▶ WHAT TO DO:
Return every line in the entries below that contains the word "muddy", matching case exactly.
··· SUPPLIED RECORDS ···
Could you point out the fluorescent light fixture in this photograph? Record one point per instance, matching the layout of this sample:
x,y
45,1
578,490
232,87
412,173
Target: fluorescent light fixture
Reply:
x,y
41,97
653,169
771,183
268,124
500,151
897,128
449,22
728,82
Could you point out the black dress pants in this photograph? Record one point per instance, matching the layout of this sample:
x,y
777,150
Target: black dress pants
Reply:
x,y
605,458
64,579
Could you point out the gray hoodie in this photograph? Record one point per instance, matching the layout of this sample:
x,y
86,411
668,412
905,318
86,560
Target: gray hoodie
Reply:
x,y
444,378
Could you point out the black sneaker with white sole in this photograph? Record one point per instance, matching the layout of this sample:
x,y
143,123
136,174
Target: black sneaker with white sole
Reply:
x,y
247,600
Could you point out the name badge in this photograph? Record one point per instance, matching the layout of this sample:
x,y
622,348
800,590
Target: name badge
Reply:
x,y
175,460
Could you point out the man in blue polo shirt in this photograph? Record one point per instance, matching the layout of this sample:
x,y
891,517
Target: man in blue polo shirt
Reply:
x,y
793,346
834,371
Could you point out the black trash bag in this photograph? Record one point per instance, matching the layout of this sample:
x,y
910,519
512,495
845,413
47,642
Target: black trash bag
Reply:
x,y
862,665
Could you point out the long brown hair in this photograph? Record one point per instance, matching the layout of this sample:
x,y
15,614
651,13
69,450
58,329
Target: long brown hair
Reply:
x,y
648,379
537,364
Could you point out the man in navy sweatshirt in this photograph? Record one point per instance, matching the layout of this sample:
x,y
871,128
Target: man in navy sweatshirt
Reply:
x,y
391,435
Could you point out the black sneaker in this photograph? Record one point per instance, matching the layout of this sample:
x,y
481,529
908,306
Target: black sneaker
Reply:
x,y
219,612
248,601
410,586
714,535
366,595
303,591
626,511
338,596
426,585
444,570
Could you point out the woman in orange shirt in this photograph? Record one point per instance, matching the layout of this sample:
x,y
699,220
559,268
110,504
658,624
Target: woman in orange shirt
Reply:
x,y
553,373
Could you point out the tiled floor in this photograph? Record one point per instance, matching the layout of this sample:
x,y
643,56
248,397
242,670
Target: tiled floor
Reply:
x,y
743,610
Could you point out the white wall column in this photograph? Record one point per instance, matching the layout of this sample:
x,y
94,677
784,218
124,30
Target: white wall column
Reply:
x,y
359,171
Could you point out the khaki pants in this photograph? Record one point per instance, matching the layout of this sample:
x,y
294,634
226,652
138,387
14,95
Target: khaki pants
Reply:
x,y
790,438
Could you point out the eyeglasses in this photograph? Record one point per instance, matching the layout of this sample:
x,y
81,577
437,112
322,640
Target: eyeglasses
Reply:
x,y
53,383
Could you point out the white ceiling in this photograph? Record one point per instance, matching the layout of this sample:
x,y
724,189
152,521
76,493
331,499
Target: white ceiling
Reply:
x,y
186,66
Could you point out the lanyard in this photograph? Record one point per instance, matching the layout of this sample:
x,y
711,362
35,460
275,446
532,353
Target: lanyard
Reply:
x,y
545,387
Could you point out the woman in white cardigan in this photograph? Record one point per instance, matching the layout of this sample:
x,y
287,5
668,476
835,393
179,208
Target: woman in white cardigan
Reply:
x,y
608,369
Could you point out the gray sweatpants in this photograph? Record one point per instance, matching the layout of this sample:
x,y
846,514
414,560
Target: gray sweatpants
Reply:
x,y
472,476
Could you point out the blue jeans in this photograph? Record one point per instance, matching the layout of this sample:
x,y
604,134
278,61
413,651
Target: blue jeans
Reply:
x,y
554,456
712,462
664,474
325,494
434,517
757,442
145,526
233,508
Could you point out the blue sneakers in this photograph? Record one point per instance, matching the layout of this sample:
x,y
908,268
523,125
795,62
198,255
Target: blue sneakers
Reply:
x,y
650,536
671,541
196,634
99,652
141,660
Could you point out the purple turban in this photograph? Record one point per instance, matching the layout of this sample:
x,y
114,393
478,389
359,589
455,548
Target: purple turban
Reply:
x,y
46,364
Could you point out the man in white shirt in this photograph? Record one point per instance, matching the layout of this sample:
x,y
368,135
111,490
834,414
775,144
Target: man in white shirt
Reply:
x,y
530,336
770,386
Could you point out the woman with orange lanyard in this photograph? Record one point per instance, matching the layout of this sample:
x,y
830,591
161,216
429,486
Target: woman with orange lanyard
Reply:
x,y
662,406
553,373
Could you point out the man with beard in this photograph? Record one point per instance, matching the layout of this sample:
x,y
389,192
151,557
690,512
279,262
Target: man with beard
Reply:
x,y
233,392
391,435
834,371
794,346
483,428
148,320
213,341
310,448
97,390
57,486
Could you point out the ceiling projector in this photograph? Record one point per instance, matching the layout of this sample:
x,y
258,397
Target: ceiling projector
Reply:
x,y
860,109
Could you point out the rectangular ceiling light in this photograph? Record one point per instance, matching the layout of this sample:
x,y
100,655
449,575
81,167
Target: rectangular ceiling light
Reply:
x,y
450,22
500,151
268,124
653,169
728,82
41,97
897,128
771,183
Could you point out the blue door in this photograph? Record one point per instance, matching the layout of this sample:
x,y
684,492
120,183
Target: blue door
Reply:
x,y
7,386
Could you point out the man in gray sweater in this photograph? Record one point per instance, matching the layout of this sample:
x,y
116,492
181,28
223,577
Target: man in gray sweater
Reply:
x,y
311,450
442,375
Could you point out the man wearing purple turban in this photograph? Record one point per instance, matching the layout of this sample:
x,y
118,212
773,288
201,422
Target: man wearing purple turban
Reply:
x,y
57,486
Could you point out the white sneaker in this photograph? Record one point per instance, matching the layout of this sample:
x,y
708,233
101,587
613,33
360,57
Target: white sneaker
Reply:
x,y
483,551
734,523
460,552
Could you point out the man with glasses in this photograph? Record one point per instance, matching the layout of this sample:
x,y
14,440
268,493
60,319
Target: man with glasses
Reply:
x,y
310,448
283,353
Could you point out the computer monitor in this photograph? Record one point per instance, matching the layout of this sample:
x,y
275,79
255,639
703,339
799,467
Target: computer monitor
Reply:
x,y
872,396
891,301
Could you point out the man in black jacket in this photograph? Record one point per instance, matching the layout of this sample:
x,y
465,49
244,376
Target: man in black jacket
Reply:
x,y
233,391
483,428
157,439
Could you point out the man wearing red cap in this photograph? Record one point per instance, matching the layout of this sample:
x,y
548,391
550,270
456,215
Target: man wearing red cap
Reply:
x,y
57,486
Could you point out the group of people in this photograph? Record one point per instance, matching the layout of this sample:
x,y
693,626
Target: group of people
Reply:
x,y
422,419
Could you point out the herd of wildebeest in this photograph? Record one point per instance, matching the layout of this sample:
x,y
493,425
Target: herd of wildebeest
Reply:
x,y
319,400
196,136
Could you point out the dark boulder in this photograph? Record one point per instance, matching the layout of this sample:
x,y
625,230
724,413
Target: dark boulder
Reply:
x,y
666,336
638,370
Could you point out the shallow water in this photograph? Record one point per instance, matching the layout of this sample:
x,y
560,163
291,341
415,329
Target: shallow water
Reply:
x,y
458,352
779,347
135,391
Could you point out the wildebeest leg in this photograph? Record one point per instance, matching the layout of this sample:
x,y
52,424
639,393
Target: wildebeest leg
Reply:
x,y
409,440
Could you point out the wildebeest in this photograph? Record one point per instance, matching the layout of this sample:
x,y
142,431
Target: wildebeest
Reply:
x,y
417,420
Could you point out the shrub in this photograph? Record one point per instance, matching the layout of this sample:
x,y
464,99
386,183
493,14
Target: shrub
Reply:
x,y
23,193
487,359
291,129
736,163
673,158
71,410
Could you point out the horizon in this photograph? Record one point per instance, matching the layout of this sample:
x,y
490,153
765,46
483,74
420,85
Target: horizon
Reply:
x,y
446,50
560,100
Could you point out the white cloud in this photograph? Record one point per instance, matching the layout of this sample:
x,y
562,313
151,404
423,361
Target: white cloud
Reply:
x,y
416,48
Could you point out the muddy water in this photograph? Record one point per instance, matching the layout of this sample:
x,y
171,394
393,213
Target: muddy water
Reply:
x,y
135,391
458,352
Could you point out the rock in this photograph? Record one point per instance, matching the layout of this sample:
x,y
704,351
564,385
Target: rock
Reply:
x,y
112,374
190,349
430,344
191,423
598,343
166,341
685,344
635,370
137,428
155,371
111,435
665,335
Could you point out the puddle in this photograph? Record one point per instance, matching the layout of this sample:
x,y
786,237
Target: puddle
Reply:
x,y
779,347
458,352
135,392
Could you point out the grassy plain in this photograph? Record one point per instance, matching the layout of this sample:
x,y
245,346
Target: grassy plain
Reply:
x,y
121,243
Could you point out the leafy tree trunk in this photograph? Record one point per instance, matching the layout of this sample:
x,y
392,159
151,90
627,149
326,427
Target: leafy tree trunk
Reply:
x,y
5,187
···
··· SUPPLIED RECORDS ···
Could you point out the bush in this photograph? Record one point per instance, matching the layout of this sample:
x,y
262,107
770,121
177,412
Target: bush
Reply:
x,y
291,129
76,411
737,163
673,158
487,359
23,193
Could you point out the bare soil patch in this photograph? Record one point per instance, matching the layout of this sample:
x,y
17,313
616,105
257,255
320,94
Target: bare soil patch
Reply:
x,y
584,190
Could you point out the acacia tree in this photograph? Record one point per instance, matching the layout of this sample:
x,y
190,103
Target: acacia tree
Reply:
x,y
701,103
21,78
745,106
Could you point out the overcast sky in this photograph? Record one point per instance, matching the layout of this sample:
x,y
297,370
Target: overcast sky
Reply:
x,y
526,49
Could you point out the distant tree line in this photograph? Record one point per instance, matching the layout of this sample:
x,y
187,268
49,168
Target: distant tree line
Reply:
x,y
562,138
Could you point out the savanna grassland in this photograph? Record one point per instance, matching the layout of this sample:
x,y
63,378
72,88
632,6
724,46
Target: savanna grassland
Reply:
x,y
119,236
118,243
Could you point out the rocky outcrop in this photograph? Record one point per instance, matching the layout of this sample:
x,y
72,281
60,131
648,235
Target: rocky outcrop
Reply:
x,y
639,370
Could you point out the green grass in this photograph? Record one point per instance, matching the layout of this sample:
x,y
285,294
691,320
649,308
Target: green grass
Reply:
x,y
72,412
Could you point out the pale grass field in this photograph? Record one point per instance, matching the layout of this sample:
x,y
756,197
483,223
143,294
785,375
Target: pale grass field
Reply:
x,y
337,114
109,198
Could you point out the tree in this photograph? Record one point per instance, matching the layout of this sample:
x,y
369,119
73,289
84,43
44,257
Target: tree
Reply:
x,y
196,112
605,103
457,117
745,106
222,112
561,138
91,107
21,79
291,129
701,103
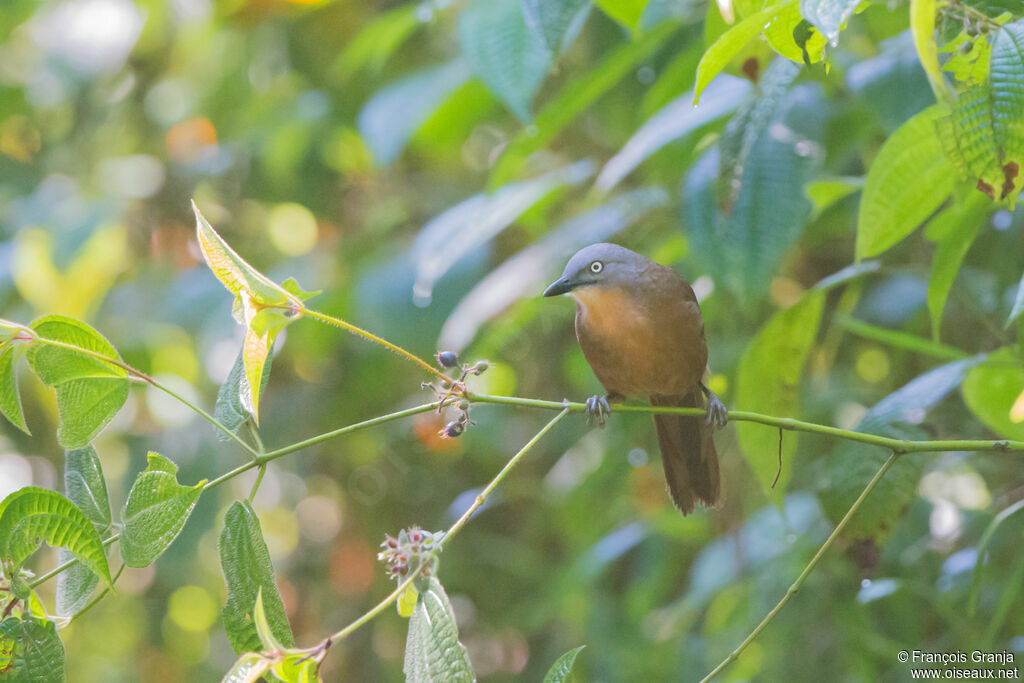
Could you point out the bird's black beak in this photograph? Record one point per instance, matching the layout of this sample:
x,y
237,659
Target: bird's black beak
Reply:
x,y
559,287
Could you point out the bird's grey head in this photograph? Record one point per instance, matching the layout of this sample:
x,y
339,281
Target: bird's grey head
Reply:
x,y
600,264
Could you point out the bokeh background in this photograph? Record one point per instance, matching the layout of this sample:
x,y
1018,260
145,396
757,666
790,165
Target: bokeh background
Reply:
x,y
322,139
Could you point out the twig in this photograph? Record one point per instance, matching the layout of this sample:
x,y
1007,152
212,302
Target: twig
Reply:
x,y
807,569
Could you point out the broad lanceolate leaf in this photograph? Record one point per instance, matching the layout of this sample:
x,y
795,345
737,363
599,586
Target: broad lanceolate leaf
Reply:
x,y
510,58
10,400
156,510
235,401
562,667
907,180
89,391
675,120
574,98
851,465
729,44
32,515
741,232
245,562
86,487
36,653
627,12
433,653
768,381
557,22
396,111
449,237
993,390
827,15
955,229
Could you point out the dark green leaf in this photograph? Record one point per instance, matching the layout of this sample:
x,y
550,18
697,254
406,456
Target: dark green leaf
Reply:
···
▶ FULL ANSWER:
Could you point out the muddy water in this photograph? Record one point per instance, matching the layout of this sample:
Target: muddy water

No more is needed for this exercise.